● **Selected excerpt**:
Professional pressure, competition and ambition all combine to push scientists to publish more quickly than would be wise.

And then there’s the influence of funding from parties seeking particular results.

A recent Associated Press story highlighted the latter concern, specifically with regard to the food industry, and the reportage of nutrition study results by the media.

As competition for government funding intensifies, industry funding is increasingly critical for advancing science. Food companies have taken advantage of the situation by funding research pertinent to their products. The companies insist that scientists they fund to conduct studies are not pushed to achieve any particular results, and the scientists proclaim their unfettered objectivity.

There is little reason to imagine that companies place overt pressure to reach any particular conclusions. But there are subtle influences at work and researchers are well aware of the sources of their funding.

As Chazal teach us, negius, or ulterior factors, can be at play even when people are convinced that they are acting objectively. Rabbi Yishmael’s sharecropper would bring him a basket of fruit from Rabi Yishmael’s land every Friday. The Gemara (Kesuvos, 105b) recounts how, one week, the worker brought the fruit to him on a Thursday.

When Rabi Yishmael asked why, the worker explained that he was party to a court case before the Tanna that day and thought that he may as well bring the fruit then too. Rabi Yishmael immediately recused himself from the sharecropper’s case.

If a Tanna can be subject to subconscious bias, all the more so a mere scientist.

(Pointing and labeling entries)
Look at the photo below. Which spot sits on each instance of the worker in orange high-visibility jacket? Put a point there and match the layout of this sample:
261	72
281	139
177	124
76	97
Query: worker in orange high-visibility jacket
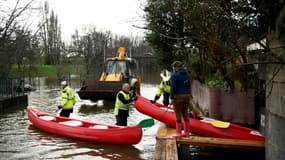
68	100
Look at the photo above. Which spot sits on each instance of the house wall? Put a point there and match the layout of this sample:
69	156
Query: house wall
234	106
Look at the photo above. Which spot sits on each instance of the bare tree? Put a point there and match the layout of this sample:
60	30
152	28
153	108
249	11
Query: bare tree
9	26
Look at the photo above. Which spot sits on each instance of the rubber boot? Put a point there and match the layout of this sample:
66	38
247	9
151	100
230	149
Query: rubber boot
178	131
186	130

* * *

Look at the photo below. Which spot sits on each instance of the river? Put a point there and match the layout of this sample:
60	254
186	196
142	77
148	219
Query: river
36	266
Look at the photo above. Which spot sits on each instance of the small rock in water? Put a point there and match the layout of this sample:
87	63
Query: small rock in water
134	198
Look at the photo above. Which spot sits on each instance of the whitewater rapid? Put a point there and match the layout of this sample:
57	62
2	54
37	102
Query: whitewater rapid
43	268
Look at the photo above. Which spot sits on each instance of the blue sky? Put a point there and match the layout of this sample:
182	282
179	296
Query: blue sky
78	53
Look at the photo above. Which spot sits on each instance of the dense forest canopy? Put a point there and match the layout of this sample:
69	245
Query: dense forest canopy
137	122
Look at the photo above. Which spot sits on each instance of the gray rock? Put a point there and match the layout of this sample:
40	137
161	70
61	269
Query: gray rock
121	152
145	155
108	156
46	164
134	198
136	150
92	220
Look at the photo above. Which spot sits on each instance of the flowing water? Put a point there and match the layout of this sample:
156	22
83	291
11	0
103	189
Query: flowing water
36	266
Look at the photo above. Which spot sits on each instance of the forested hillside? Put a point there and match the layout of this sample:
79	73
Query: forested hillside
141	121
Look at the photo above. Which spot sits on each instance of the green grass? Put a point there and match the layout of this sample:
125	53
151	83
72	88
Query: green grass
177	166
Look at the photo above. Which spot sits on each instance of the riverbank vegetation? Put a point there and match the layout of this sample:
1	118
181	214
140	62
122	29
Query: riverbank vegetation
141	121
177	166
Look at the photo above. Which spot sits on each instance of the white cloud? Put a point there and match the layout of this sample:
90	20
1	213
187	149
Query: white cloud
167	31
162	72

● **Exercise instructions**:
• 1. Retype the passage from the excerpt on research funding bias, from "As Chazal teach" up to and including "on a Thursday.".
• 2. In the excerpt on research funding bias, condense the paragraph beginning "As competition for government funding intensifies" into a shorter version that keeps its main facts.

● **Final results**:
• 1.
As Chazal teach us, negius, or ulterior factors, can be at play even when people are convinced that they are acting objectively. Rabbi Yishmael’s sharecropper would bring him a basket of fruit from Rabi Yishmael’s land every Friday. The Gemara (Kesuvos, 105b) recounts how, one week, the worker brought the fruit to him on a Thursday.

• 2. With government funding harder to win, industry money has become vital to science, and food companies now fund research related to their products. Both the companies and the scientists they fund deny any pressure toward particular results.